Objective >> Format these records as a JSON list of strings with one string per line and no blank lines, covering every record.

========================

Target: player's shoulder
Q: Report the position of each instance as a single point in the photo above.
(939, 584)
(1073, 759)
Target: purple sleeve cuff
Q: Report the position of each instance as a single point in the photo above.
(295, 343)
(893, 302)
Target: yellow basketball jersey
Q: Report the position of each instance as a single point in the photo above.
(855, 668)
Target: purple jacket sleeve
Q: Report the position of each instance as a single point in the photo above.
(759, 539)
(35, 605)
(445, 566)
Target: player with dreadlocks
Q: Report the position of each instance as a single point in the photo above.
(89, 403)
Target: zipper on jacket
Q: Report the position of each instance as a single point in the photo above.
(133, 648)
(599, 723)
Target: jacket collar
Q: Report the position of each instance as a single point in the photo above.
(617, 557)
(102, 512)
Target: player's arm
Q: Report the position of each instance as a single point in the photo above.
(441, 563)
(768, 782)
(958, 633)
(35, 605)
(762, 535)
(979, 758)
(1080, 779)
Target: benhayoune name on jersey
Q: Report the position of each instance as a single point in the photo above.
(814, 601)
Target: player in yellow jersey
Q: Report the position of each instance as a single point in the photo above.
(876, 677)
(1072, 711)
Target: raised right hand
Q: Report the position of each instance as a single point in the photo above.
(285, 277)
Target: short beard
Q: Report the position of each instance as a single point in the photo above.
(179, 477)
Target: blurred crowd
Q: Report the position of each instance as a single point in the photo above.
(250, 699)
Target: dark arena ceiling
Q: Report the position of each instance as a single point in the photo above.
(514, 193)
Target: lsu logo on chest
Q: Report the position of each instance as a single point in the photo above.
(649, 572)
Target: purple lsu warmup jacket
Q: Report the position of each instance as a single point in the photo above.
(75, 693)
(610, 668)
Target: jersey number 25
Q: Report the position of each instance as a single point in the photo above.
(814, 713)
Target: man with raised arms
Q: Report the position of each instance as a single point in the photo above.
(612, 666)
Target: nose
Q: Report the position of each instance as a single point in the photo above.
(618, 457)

========================

Answer for the task >>
[
  "Target: player's shoulder",
  "Q: Report the position of each instance as a single point in the photo above.",
  "(939, 584)",
  "(1073, 759)",
  "Target: purple sleeve cuff",
  "Q: Report the position of each instance as a single point in the photo above.",
  "(295, 343)",
  "(893, 302)",
  "Target: yellow basketball jersey",
  "Q: Report the position of each instance as a single point in the photo above.",
  "(855, 668)",
  "Target: purple jacket sleeve",
  "Q: Report the position of each instance as a single point in the photo above.",
  "(759, 539)",
  "(35, 605)",
  "(445, 566)",
  "Target: player with dreadlocks",
  "Q: Report the position of each instance as a single point in the photo above.",
  "(89, 403)",
  "Target: zipper on jacket",
  "Q: Report the position of each instance as a single point in the photo above.",
  "(133, 648)",
  "(599, 723)",
  "Target: jacket collar",
  "Q: Report the position of each instance as a single point in the photo above.",
  "(617, 557)",
  "(102, 512)",
  "Target: player's arm",
  "Q: Report the position of each instance as a single point in the photo above.",
  "(441, 563)",
  "(768, 782)",
  "(958, 633)",
  "(35, 605)",
  "(762, 535)",
  "(979, 758)",
  "(1080, 779)",
  "Target: benhayoune name on jersey",
  "Q: Report the position of each instance as a single point in the photo above.",
  "(814, 601)",
  "Target: player in yellow jersey",
  "Q: Report the position of each instance as a single point in the photo above.",
  "(876, 677)",
  "(1072, 711)",
  "Target: raised right hand",
  "Q: Report the position of each instance as a single point in the photo above.",
  "(285, 277)",
  "Target: short beard",
  "Q: Report the position of each instance as a single point in the photo above.",
  "(179, 477)",
  "Target: blurred crowd",
  "Q: Report the position of each instance as a single point in the photo above.",
  "(250, 699)",
  "Target: dark arena ceiling",
  "Q: Report the position of each instance as a single point in the photo above.",
  "(514, 193)",
  "Target: lsu logo on chest",
  "Q: Report the position of each instance as a single point in the photo above.",
  "(649, 572)",
  "Target: purple lsu warmup jacket",
  "Q: Report the position of each instance as a single point in the photo above.",
  "(75, 693)",
  "(610, 668)",
  "Target: jersey number 25",
  "Q: Report the position of each instance as a single point in the photo above.",
  "(814, 713)",
  "Target: man with raised arms",
  "Q: Report the position of each instance as a single point in the photo above.",
  "(612, 666)",
  "Target: nose",
  "Q: Report the position of each instance as a single point in the photo above.",
  "(618, 457)"
]